J’avais un peu oublié nos peines. Il y avait de ces recoins charmants où quelques fleurettes vous sourient encore et où l’on rêve de passer tout seul un jour de farniente, sans souvenir de la veille, sans appréhension du lendemain. En face, un formidable mur de granit couronné d’arbres et brodé de buissons ; derrière soi, une pente herbeuse rapide, plantée de beaux noyers ; à droite et à gauche, un chaos de blocs dans le lit du torrent ; sous les pieds, on a cet abîme où, à la saison des pluies, deux courants refoulés se rencontrent et se battent à grand bruit, mais où maintenant plane un silence absolu. Un vol de libellules effleure l’eau captive et semble se rire de sa détresse. Une chèvre tond le buisson de la muraille à pic ; par où est‐elle venue, par où s’en ira‐t‐elle ? Elle n’y songe pas ; elle vous regarde, étonnée de votre étonnement. Je contemplais la chèvre, je suivais le vol des demoiselles, je cueillais des scabieuses lilas ; quelqu’un dit près de moi :

— Voilà une retraite assez bien fortifiée contre les Prussiens !

Tout s’évanouit, la nature disparaît. Plus de contemplation. On se reproche de s’être amusé un instant. On n’a pas le droit d’oublier. Va‑t’en, poésie, tu n’es bonne à rien !

George Sand, Journal d’un voyageur pendant la guerre, Bibliothèque électronique du Québec, p.19–21.

De Saint‐Loup, George Sand est conduite sur la Tardes, rivière qui « disparaît et reparaît de place en place », mais qui le doit sans doute moins à la géologie qu’aux circonstances exceptionnelles de cet été 1870.

En effet, s’il est celui, bien évidemment, du déclenchement de la guerre franco‐prussienne, il apparaît également comme étant exceptionnel de par la canicule et la sécheresse qui le marquent, comme le note George Sand, en ouverture de ce Journal, le 15 septembre depuis Nohant :

[…] un été que je n’ai jamais vu, que je ne croyais pas possible dans nos climats tempérés : des journées où le thermomètre à l’ombre montait à 45 degrés, plus un brin d’herbe, plus une fleur au 1er juillet, les arbres jaunis perdant leurs feuilles, la terre fendue s’ouvrant comme pour nous ensevelir, l’effroi de manquer d’eau d’un jour à l’autre, l’effroi des maladies et de la misère pour tout ce pauvre monde découragé de demander à la terre ce qu’elle refusait obstinément à son travail, la consternation de sa fauchaison à peu près nulle, la consternation de sa moisson misérable, terrible sous cette chaleur d’Afrique qui prenait un aspect de fin du monde !

=====

• [ACTIVITÉ 1] Dans le texte sur l'été 1870, relevez les quatre directions qui organisent la description du paysage au bord du torrent, et indiquez pour chacune ce qui s'y trouve.
• [ACTIVITÉ 2] Poursuivez le texte sur l'été 1870 à partir de la fin de la citation de George Sand.

=====

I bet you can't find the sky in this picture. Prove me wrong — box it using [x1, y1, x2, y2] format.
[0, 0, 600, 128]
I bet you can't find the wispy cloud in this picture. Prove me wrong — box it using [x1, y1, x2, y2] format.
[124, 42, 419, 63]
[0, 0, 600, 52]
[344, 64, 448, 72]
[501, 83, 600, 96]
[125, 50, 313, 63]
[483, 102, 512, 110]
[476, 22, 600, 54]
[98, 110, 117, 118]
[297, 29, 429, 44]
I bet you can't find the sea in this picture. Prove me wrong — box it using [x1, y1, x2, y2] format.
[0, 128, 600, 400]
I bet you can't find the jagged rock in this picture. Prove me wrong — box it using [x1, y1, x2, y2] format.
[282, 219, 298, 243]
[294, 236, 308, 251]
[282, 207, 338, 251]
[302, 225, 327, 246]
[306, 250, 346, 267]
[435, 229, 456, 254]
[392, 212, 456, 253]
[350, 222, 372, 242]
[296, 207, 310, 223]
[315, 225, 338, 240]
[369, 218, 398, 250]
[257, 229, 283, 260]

=====

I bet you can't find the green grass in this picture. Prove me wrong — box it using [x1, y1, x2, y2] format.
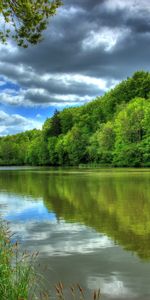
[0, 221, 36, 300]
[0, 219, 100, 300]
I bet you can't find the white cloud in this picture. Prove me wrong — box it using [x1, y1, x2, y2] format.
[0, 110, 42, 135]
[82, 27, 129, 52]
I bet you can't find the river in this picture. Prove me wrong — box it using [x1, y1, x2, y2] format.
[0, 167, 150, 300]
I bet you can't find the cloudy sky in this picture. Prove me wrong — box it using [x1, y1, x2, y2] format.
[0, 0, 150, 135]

=====

• [RÉPONSE FINALE 1]
- En face : un formidable mur de granit couronné d'arbres et brodé de buissons.
- Derrière soi : une pente herbeuse rapide, plantée de beaux noyers.
- À droite et à gauche : un chaos de blocs dans le lit du torrent.
- Sous les pieds : cet abîme où, à la saison des pluies, deux courants refoulés se rencontrent et se battent à grand bruit, mais où maintenant plane un silence absolu.

• [RÉPONSE FINALE 2]
Mais la canicule et la sécheresse perdurent ; George Sand note encore le 20 septembre :

La chaleur est écrasante, la sécheresse va recommencer ; elle n’a pas cessé ici, dans ce pays granitique, littéralement cuit.

George Sand, Journal d’un voyageur pendant la guerre.

Au mois de juillet 1870, Jules Claretie notait déjà l’aspect exceptionnel des températures et de la sécheresse, et évoquait les conséquences de telles conditions climatiques :

Au début de ce mois de juillet 1870, ce n’était pas la guerre qui préoccupait les esprits. La guerre ! Au 4 juillet, on n’y pensait pas. Personne n’y pensait. Douze jours après on y était jeté jusqu’au coup, dans le sang. La question du soleil et de la sécheresse prime à l’heure qu’il est toutes les questions du monde, disais‐je alors. La France est transformée en un Sahara immense où les oasis sont rares. Les prairies, brûlées, ressemblent à des tapis usés et roussis par le temps ; les feuilles des arbres, jaunies par la chaleur, ont les couleurs rouillées que leur donne habituellement l’automne. Les paysans s’inquiètent, interrogent le ciel, questionnent le vent et soupirent. Pas une goutte d’eau. Ils sont comme sœur Anne, ils ne voient rien venir. Cette température excessive, qui nous donne un été farouche, nous promet un hiver redoutable. Les bestiaux maigrissent. On les laisse pâturer, chercher dans les prés sans herbes [sic] une nourriture qu’ils ne trouvent pas. Leurs os se dessinent sous leur peau tendue. Çà et là, les laboureurs sont forcés d’abandonner leurs bœufs ou leurs vaches qu’ils ne peuvent plus nourrir.

Jules Claretie, Journées de vacances, E. Dentu, 1886, p.382.